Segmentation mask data
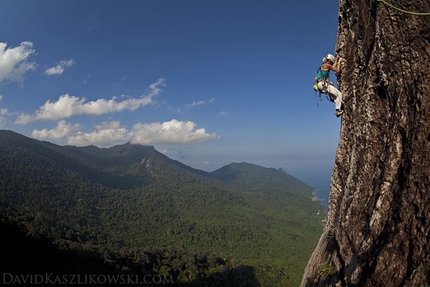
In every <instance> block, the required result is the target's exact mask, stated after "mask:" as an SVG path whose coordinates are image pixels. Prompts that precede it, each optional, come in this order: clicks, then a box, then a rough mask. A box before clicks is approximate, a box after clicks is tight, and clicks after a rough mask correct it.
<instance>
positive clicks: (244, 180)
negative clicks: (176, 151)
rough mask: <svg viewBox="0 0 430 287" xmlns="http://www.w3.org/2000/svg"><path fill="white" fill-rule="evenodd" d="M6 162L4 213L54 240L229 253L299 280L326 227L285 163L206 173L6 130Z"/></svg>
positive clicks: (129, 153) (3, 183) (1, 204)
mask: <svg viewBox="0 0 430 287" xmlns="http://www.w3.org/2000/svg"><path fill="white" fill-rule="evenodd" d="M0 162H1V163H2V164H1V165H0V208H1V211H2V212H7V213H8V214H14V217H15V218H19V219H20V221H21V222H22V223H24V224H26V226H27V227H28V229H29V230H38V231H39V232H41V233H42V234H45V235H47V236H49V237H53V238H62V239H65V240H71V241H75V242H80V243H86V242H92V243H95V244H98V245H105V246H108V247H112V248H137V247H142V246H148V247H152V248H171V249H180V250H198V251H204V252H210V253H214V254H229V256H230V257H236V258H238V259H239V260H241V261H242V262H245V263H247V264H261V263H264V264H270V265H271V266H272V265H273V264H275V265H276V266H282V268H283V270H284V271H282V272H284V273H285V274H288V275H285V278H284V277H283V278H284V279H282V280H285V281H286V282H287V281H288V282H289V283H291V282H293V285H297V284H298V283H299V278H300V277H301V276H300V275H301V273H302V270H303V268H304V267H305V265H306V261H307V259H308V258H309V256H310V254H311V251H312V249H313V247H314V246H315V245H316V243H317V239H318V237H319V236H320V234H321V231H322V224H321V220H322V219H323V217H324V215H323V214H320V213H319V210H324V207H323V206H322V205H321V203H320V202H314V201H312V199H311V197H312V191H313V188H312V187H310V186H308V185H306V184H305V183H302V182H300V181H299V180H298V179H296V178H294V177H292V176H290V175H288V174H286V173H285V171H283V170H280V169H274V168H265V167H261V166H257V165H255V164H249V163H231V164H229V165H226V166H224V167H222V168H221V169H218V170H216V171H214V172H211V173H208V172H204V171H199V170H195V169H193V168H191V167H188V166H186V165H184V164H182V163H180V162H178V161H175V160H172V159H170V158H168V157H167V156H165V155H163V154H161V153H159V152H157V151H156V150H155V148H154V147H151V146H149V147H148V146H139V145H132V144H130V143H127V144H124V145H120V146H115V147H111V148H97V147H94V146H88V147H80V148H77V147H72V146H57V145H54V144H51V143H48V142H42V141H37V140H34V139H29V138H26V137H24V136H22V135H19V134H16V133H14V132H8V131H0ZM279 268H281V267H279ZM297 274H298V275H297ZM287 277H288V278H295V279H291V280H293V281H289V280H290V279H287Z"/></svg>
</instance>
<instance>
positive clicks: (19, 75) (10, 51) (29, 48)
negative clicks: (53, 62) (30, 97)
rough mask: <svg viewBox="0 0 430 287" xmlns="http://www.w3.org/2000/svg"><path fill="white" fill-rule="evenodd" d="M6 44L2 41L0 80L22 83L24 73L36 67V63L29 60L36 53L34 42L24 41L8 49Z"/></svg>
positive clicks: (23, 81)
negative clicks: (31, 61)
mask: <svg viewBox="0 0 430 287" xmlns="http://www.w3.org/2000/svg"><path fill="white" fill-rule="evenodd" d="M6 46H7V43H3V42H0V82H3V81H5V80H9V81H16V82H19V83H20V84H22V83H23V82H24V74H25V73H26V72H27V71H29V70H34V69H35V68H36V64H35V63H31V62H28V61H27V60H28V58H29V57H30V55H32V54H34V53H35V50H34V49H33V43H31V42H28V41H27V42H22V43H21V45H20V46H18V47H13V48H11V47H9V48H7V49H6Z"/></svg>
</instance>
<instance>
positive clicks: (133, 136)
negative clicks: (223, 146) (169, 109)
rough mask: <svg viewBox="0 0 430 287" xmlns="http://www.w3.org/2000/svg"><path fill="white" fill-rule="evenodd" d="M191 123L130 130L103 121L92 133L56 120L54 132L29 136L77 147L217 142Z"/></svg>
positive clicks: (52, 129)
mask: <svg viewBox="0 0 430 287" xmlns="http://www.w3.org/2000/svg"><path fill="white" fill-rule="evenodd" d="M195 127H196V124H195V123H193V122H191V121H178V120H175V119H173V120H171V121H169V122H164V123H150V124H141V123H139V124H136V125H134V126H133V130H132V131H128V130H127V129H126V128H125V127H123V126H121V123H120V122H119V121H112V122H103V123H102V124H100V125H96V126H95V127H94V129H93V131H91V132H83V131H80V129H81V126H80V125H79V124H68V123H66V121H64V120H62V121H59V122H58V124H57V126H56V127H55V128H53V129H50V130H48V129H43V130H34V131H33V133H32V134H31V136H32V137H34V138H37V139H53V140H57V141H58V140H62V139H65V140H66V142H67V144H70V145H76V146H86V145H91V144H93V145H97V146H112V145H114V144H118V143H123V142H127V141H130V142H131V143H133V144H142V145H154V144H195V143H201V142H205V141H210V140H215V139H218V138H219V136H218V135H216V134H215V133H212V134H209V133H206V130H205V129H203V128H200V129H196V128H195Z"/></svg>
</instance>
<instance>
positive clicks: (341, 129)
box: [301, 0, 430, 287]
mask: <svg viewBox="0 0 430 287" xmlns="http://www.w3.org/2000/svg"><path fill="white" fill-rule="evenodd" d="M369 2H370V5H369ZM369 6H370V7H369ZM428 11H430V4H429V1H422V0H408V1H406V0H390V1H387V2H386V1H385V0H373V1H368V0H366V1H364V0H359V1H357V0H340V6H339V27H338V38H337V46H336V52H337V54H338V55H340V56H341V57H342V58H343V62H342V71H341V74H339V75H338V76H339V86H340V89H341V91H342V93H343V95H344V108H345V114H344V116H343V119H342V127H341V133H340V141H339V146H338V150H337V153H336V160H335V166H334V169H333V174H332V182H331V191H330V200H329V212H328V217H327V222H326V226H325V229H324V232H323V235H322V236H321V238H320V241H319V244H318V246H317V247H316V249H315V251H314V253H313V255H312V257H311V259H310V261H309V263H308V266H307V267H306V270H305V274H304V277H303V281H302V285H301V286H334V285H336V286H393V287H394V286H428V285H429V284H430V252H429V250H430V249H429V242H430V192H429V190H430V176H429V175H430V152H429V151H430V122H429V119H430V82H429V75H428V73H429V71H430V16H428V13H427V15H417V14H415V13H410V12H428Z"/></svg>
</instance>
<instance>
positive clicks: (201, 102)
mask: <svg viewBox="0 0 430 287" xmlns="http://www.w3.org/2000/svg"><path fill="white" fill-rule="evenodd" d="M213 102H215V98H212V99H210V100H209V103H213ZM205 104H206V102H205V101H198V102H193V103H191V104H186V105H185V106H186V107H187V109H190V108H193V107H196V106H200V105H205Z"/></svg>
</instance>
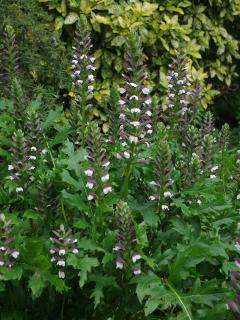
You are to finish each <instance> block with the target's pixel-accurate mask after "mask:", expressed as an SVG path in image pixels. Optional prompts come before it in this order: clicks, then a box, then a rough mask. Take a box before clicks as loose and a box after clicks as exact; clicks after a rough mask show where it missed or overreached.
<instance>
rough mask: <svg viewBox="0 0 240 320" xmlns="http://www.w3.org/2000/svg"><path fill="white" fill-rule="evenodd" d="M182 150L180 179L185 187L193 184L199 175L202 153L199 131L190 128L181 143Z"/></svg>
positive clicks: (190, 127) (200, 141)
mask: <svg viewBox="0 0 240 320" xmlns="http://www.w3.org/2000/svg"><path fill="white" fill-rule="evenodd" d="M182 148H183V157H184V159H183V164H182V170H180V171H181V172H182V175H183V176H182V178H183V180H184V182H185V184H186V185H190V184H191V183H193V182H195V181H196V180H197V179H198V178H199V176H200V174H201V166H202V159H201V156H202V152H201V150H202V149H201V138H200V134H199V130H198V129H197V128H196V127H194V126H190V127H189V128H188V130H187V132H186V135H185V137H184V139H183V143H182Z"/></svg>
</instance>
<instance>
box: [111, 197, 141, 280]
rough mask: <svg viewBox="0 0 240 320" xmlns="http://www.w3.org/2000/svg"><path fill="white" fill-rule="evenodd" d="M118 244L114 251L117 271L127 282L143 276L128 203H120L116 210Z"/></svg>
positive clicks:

__Task to carry out__
Present the lines from the start of the records up to and including the line containing "positive clicks: (129, 153) (3, 183) (1, 204)" as a JSON list of strings, one string per line, with blank lines and pictures omitted.

__Task output__
[
  "In every <instance> block, the required result is the target's exact mask, stated after \"mask:\" as an SVG path whose coordinates are image pixels. Prompts that precede it, each optional, come in this order: clicks, then a box, then a rough mask. A box before clicks is approximate, a box after clicks is tight, and clicks after a rough mask correct it.",
  "<instance>",
  "positive clicks: (244, 180)",
  "negative clicks: (176, 151)",
  "rough mask: <svg viewBox=\"0 0 430 287\" xmlns=\"http://www.w3.org/2000/svg\"><path fill=\"white\" fill-rule=\"evenodd\" d=\"M6 162L4 213L54 240L229 253L299 280L326 227L285 163L206 173L6 130Z\"/></svg>",
  "positive clicks: (129, 153) (3, 183) (1, 204)"
]